(Records excerpted from a collection)
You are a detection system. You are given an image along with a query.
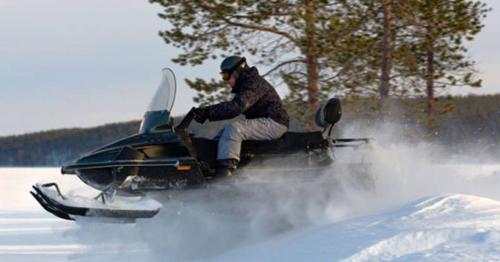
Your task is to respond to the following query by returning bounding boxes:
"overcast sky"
[0,0,500,136]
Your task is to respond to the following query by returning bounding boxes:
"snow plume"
[68,119,500,261]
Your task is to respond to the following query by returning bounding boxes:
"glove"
[194,107,209,124]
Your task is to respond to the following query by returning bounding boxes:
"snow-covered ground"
[0,143,500,261]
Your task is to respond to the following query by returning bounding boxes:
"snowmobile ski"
[30,183,161,222]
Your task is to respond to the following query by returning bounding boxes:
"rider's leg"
[217,118,288,175]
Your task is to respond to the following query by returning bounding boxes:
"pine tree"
[398,0,490,130]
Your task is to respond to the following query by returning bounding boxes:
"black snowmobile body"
[32,69,368,219]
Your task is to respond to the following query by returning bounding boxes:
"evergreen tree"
[398,0,490,130]
[151,0,374,124]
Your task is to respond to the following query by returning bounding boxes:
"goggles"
[219,71,231,81]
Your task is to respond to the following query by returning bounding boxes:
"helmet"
[220,56,247,81]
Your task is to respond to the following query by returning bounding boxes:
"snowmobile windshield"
[139,68,177,134]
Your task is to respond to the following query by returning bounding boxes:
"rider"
[195,56,289,177]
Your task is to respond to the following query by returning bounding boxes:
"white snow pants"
[217,118,288,161]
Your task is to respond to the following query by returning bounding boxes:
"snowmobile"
[30,68,369,222]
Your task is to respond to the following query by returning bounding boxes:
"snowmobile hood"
[61,132,193,174]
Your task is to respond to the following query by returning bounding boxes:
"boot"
[214,159,238,178]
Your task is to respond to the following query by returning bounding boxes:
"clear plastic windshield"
[139,68,177,134]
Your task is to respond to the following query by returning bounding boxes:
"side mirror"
[315,98,342,128]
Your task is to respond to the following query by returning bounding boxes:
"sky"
[0,0,500,136]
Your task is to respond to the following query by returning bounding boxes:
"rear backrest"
[316,98,342,128]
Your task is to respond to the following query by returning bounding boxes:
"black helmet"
[220,56,247,81]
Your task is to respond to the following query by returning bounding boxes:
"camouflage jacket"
[208,67,289,127]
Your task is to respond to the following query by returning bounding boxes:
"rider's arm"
[208,79,265,121]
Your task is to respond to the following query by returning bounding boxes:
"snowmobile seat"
[241,131,324,154]
[192,131,326,168]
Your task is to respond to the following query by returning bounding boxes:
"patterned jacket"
[208,67,289,127]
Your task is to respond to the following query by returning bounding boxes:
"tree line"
[0,95,500,166]
[150,0,490,129]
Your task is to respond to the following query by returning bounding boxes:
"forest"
[0,95,500,166]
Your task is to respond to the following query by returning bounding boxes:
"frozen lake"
[0,161,500,261]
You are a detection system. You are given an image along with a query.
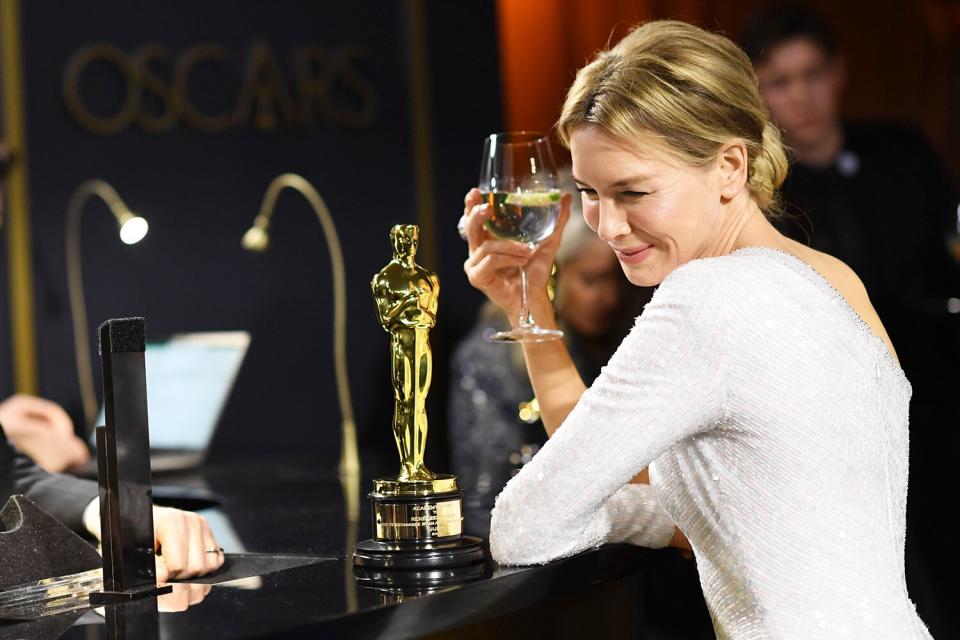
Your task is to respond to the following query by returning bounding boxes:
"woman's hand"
[0,393,90,473]
[153,507,223,583]
[157,583,211,613]
[463,189,570,323]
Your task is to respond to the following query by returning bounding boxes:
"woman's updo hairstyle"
[557,20,788,216]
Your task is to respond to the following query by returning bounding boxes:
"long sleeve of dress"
[0,427,98,532]
[490,262,726,564]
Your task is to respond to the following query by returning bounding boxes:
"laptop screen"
[97,331,250,451]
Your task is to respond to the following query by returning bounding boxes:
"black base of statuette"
[353,536,485,589]
[90,584,173,607]
[353,536,484,570]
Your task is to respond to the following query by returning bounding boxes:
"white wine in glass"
[479,131,563,342]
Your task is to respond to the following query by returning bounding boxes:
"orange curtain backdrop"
[497,0,701,140]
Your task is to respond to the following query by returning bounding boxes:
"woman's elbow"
[490,504,604,565]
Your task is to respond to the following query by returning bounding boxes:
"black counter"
[0,460,712,640]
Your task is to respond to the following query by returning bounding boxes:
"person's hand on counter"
[83,498,223,584]
[0,393,90,473]
[153,507,223,583]
[157,584,211,613]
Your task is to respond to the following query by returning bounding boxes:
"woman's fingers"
[154,507,223,579]
[179,513,208,578]
[154,556,170,584]
[464,204,493,253]
[200,519,223,573]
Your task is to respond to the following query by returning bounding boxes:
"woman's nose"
[597,203,630,242]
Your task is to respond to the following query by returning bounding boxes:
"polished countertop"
[0,459,712,640]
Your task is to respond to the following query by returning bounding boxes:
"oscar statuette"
[353,225,484,588]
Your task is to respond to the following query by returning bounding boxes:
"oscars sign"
[353,225,483,586]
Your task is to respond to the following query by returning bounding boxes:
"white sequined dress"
[490,248,930,640]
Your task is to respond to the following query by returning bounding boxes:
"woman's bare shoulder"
[791,243,896,358]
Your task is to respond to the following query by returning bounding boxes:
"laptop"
[85,331,250,476]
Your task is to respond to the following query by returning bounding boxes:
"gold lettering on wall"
[175,43,234,133]
[63,40,381,135]
[296,47,380,128]
[236,42,297,131]
[133,44,181,133]
[63,43,142,135]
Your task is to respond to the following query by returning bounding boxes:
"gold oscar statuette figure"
[354,224,483,587]
[370,225,440,482]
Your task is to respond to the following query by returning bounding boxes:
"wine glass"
[478,131,563,342]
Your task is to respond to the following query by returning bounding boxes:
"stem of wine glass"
[518,267,534,329]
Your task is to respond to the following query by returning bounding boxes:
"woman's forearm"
[523,298,587,437]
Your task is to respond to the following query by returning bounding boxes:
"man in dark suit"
[0,141,223,582]
[741,5,960,637]
[0,426,223,582]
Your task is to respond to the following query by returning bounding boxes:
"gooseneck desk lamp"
[66,180,149,435]
[241,173,360,496]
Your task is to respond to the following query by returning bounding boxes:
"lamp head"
[240,224,270,253]
[120,211,150,244]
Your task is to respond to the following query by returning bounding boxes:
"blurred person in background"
[448,179,636,536]
[447,181,715,640]
[0,141,90,472]
[0,141,224,582]
[741,4,960,637]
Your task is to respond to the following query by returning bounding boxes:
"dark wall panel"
[4,0,500,464]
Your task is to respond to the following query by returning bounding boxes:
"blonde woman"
[464,22,930,639]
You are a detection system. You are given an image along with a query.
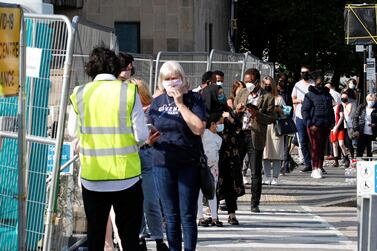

** GIVEN EXERCISE **
Rewrite all of the entries above, replacing "bounding boxes" with "box coordinates" wherever it occurs and changing nothing else. Leave the pictures out of your answer.

** TASK RESULT **
You are a detection system. You are given an image along with a query.
Your task is to respond to the following query by returning box coordinates:
"overcast sky"
[0,0,500,136]
Your task is to respond to the following query by returning box coordinates:
"snow plume"
[68,119,500,261]
Your task is to respond to the following query by returning box coordinates:
"glove"
[194,107,209,124]
Your task is to respond to the following query by returning box coordinates:
"snow-covered ground"
[0,143,500,261]
Your task is to respond to the following query by returning box coordinates:
"snowmobile ski"
[30,183,161,222]
Your task is to respond to the following query by returning box coordinates:
"rider's leg"
[217,118,288,175]
Your task is to respond to the following query by returning box coordinates:
"pine tree"
[398,0,490,130]
Your task is to respond to the following query by returning box coordinates:
"black snowmobile body"
[32,69,368,219]
Your task is to respond to the following query by returning box coordinates:
"evergreen tree"
[398,0,490,130]
[151,0,374,124]
Your task is to respond to the following query by returning box coordinates:
"goggles"
[219,71,231,81]
Your task is to respond to the following query by returning box coordinates:
"helmet"
[220,56,247,81]
Your task is to respond to the following query by returning box coordinates:
"snowmobile windshield"
[139,68,177,134]
Your task is to respond to the following query by returning box coordinates:
"rider"
[195,56,289,177]
Your task is to respond to the following query by returning box coordinates:
"white snow pants"
[217,118,288,161]
Your task is to respond to the following query by returning box coordinates:
"snowmobile"
[30,68,369,222]
Your task is to respond to the following query by returning box coordinates:
"snowmobile hood"
[61,132,193,174]
Your task is to respond to the following query by returning box coordinates:
"boot"
[214,159,238,178]
Your task is to respond to the following query by returning box coordinates:
"clear plastic windshield"
[139,68,177,134]
Your task is to respond to the following query by returning box coordinates:
"side mirror"
[315,98,342,128]
Your task is to respond to the following query by returning box coordinates:
"sky"
[0,0,500,136]
Your task is to respond to the following query by returning box coordinates:
"rear backrest"
[316,98,342,128]
Your task is to respond to the following query by returning box coordinates:
"black helmet"
[220,56,247,81]
Your task is to respond to the following query by returning box coordinates:
"camouflage jacket"
[208,67,289,127]
Your task is to respond to the following query by returning box coordinates:
"rider's arm"
[208,79,265,121]
Your task is to respond to the following query by returning box coordinates:
"snowmobile seat"
[241,131,324,154]
[192,131,326,168]
Your task is to respond to the following query by returning box coordinates:
"patterned jacket"
[208,67,289,127]
Your task is to respond to the following query by returning box coordinates:
"tree line"
[0,95,500,166]
[150,0,490,129]
Your task is to respond to the following query by returning box coordinates:
"forest"
[0,95,500,166]
Your task is to respond to the following query by returning box coordinates:
"frozen lake"
[0,161,500,261]
You are a detection system. You are given an image along with a query.
Your task is to respond to the following query by returning box coordinates:
"woman's hand"
[0,393,90,473]
[153,507,223,583]
[157,583,211,613]
[463,189,570,323]
Your task is to respond to the following query by returning box coordinates:
"woman's updo hairstyle"
[557,20,788,216]
Your task is to respond to the following query by returning box coordinates:
"long sleeve of dress"
[0,427,98,532]
[490,262,726,564]
Your task is to respond to the following query by returning box coordinates:
"laptop screen"
[97,331,250,451]
Your task is to respond to the following query by returning box coordinates:
"black base of statuette"
[353,536,485,589]
[90,584,173,607]
[353,536,484,570]
Your task is to respond to the following query by returning box coordinates:
"white wine in glass"
[479,131,563,342]
Your task is to respond to the following query by returning box coordinates:
"orange curtain backdrop"
[497,0,701,140]
Your task is to respond to the following query by returning box coordinates:
"woman's elbow"
[490,504,604,565]
Your task is to respond to the following query by returning box coordinates:
"black counter"
[0,460,712,640]
Your task is to respond to the following query by returning box coordinates:
"person's hand on counter"
[83,498,223,584]
[0,393,90,473]
[153,507,223,583]
[157,584,211,613]
Your task is to respond to the following query by returning box coordinates:
"woman's fingers"
[154,507,223,579]
[179,513,208,578]
[154,556,170,584]
[464,204,493,253]
[200,519,223,573]
Your task is to respond to the following query by returning box coordinates:
"woman's nose"
[597,203,630,242]
Your task is to respond to the following query by returning box coordinates:
"polished countertop"
[0,459,712,640]
Your task is to respond to the following query by returning box coordinates:
"oscar statuette"
[353,225,484,588]
Your task is to respond to the following query by returning box coordinates:
"oscars sign"
[353,225,483,586]
Your task is to respond to the following query by returning box coordinates:
"white sequined dress"
[490,248,930,640]
Your task is to respond to the following query by returning box coordinates:
"woman's bare shoulder"
[791,243,896,358]
Your task is to respond to the following query by returning box coordinates:
"laptop"
[85,331,250,476]
Your task is to respond to the following query by returning box coordinates:
"gold lettering on wall"
[175,43,234,133]
[63,40,381,135]
[296,47,380,128]
[236,42,297,131]
[133,44,181,133]
[63,43,142,135]
Your task is to respond to the following query by returning box coordinates:
"gold oscar statuette figure"
[354,224,483,587]
[370,225,440,482]
Your task is to respond to the following query by returning box coordinates:
"wine glass"
[478,131,563,342]
Your task is to respond to the following query by returning box coordinates:
"stem of wine glass"
[518,267,534,329]
Your task is to respond to the following query by returning box coordinates:
"woman's forearm"
[523,298,587,437]
Your task is to respond to the following query by returning box coordinates:
"man in dark suit"
[0,141,223,582]
[741,5,960,637]
[0,426,223,582]
Your task is to respond to the following query by returning box coordinates:
"gooseneck desk lamp"
[66,180,149,435]
[241,173,360,496]
Your task is to respond to the following query by returning box coordinates:
"lamp head"
[240,224,270,253]
[120,211,150,244]
Your task is to respond to the following query by returning box coordinates:
"blurred person in background"
[448,179,636,536]
[447,181,715,640]
[0,141,90,472]
[0,141,224,582]
[741,4,960,637]
Your task is to respond to the following query by returning box coordinates:
"dark wall panel"
[4,0,500,464]
Your task is to respond to the following query by returning box coordinates:
"blonde woman"
[464,22,930,639]
You are a detection system. You are given an image along with a query.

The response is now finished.